▶ [Challenge 1]: Reproduce the rows of the source records word for word, starting at the very first row and running through the row that contains "Mark the region of every instance of the yellow", with both included.
* begin Page text *
# General > Doanalsin's Diary >  Fit's in 'e Coorier, e' day

## Nwicker60

Caithness Courier headlines for February 13, 
*
A WICK* refuge for women, who suffer domestic abuse, is set to close at the end of April.  The surprise move was confirmed yesterday, by Heather Williams who has been helping to manage the facility on behalf of Caithness and Sutherland Women’s Aid.  She stressed the charity is working closely with Highland Council to provide “a more comprehensive service” to women, children and young people who experience domestic abuse.
*
THREE* strikes and you’re out – that is the new police which applies to workers at Dounreay who risk losing car parking privileges if they fail to adhere to the rules of the road.  Site licence company DSRL has brought in a new code of conduct for motorists who drive to work which means that three breaches will result in a parking ban or the rest of their time at the former fast reactor complex.
*
BUTCHERS* in Caithness have reported an increase in business in the wake of the supermarket  horsemeat scandal as customer flock back to the high street to buy meat.  One trader yesterday blasted food health officials for not picking up the problem well before now claiming large companies have been deceiving the public for decades.
* end Page text *
* begin Exercise materials *
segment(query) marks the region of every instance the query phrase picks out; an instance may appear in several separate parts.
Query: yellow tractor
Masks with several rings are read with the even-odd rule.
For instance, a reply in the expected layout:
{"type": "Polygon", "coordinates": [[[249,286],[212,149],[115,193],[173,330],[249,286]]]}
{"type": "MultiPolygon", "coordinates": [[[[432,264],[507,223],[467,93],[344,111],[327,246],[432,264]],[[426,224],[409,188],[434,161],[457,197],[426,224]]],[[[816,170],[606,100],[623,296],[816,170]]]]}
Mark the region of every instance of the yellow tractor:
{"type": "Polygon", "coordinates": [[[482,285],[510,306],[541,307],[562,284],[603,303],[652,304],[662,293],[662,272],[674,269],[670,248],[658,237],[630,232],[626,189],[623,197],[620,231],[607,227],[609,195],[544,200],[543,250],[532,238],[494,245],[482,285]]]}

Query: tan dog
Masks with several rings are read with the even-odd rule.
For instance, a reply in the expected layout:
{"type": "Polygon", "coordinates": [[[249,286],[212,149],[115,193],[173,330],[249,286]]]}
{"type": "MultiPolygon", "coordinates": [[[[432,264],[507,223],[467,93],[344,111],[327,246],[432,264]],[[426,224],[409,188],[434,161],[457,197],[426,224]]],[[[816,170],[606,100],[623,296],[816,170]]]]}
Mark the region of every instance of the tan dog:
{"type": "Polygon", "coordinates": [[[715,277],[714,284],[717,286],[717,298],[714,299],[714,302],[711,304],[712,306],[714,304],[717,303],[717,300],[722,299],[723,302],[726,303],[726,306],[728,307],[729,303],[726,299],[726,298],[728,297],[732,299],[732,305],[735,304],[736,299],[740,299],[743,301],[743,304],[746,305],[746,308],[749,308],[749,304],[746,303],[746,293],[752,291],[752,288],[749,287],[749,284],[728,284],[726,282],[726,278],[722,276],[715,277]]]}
* end Exercise materials *
▶ [Challenge 2]: Write the next part of the forum post listing Caithness Courier headlines, picking up after its final item.

▶ [Result 1]:
segment(query) marks the region of every instance the query phrase picks out; an instance may appear in several separate parts.
Query: yellow tractor
Masks with several rings are read with the even-odd rule.
For instance, a reply in the expected layout:
{"type": "Polygon", "coordinates": [[[249,286],[212,149],[115,193],[173,330],[249,286]]]}
{"type": "MultiPolygon", "coordinates": [[[[432,264],[507,223],[467,93],[344,111],[327,246],[432,264]],[[426,224],[409,188],[434,161],[457,197],[426,224]]],[[[816,170],[606,100],[623,296],[816,170]]]]}
Mark the region of every instance of the yellow tractor:

▶ [Result 2]:
*
CAITHNESS* Highland councillor Bill Fernie has launched a blistering attack on the council leadership over its newly approved budget.  The Wick Independent member described school meal price hikes and extra pupil transport charges as an “attack on families” and warned of ‘hidden’ job cuts ahead.  But his claims were rebutted by council leader Drew Hendry who accused the Independent group of being fixated on party politics, during a clash about job losses at the council meeting last Thursday when the budget was set.
*
TWO* trust-run harbours in Caithness are set to receive up to £350,000 funding after the Scottish government earmarked an extra £1million for emergency funding or storm-hit ports.  Wick Harbour will receive up to £250,000 and Lybster Harbour up to £100,000 from the new pot which was announced by Environment Secretary Richard Lochhead on Friday, to help the affected ports in the Highlands and the north-east.
*
OFFICIALS* have announced that plans to re-align a notorious stretch of the A9 in Caithness, should move forward in the coming months. Transport Scotland expect that a designer will be appointed by April to finalise the brief for the long-mooted realignment of the Berriedale Braes.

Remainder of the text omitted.